### Tasks
**1.** In the article on Mr Johnson's tennis match with Mrs Chernukhin, which years did her husband Vladimir serve as deputy finance minister under Mr Putin?
**2.** Pick up the article on Mr Johnson's tennis match with Mrs Chernukhin at the point where it stops, and continue writing it.

Law firm Carter Ruck confirmed at the time that the successful bidder was Mrs Chernukhin, whose husband Vladimir was deputy finance minister under Mr Putin between 2000 and 2002.
Asked about it on BBC One's Andrew Marr Show, Mr Johnson said: "If there is evidence of gross corruption in the way that gentleman in question obtained his wealth… then it's possible for our law enforcement agencies to deprive him of his wealth with an unexplained wealth order – that is a matter for the authorities, it's not a matter for me."
He stressed that "we have no quarrel with the Russian people" and warned against suspecting "the entire nation" where no evidence was produced against individuals.
Asked if the tennis match had taken place, he replied: "It did."
But he added: "It's very important that we do not allow a miasma of suspicion about all Russians in London – and indeed all rich Russians in London – to be created."
And he said it was "quite extraordinary" while those who had been attacked were critically ill, for the "fire to be somehow turned on Conservative Party funding".
"To the best of my knowledge, all possible checks have been made and they will continue to be made."
By Jonathan Blake, BBC political correspondent
It was undoubtedly an awkward moment.
The foreign secretary had to admit that he played tennis with the wife of a former Russian government minister, in return for a hefty donation to the Conservative Party.
Albeit four years ago, and albeit in accordance with the Electoral Commission rules.
Now though, it allows Labour and other critics to question the credibility of a Conservative government taking such a tough line against Russia.
But there has been no great clamour to criticise, beyond raised eyebrows and pointed fingers.
Perhaps Mr Johnson's opponents think it is better to let the facts speak for themselves, than be accused of political point scoring at a very sensitive time.
All parties need money after all, and all need to be careful where it comes from.

### Provided material
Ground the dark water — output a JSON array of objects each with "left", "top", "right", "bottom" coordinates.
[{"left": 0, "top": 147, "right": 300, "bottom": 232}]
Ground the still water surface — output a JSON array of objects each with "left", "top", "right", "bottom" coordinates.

### Expected responses
**1.** Between 2000 and 2002.

**2.**
Retired military intelligence officer Sergei Skripal, 66, and Yulia, 33, remain critically ill in hospital after being found slumped on a bench in Salisbury city centre on 4 March.
The Russian government has denied any involvement, but the UK and its allies say there is "no plausible alternative explanation" to Russia being behind it.
Shadow Cabinet Office minister Jon Trickett said the Conservatives had "serious questions to answer about where their party gets its money".
He said Mr Johnson had "confirmed for the first time" that he had played in the tennis match, adding: "He admitted that some Russian oligarchs in the UK 'may have obtained their money by corruption'."
"The Conservative Party can't remain silent any longer, the public have a right to know what checks if any they made to establish the source of all the wealth amassed by their donors."
Shadow Chancellor John McDonnell has called for the introduction of an "oligarch levy" as part of efforts to strengthen financial sanctions on Russia.
It would introduce a charge on purchases of residential property by offshore trusts in tax havens and, the party says, could raise £875m a year.
Mr Johnson said the government was already "pursuing a number of measures" but would be "intensifying" sanctions on individuals who had obtained "wealth by corruption" and were linked to the Kremlin.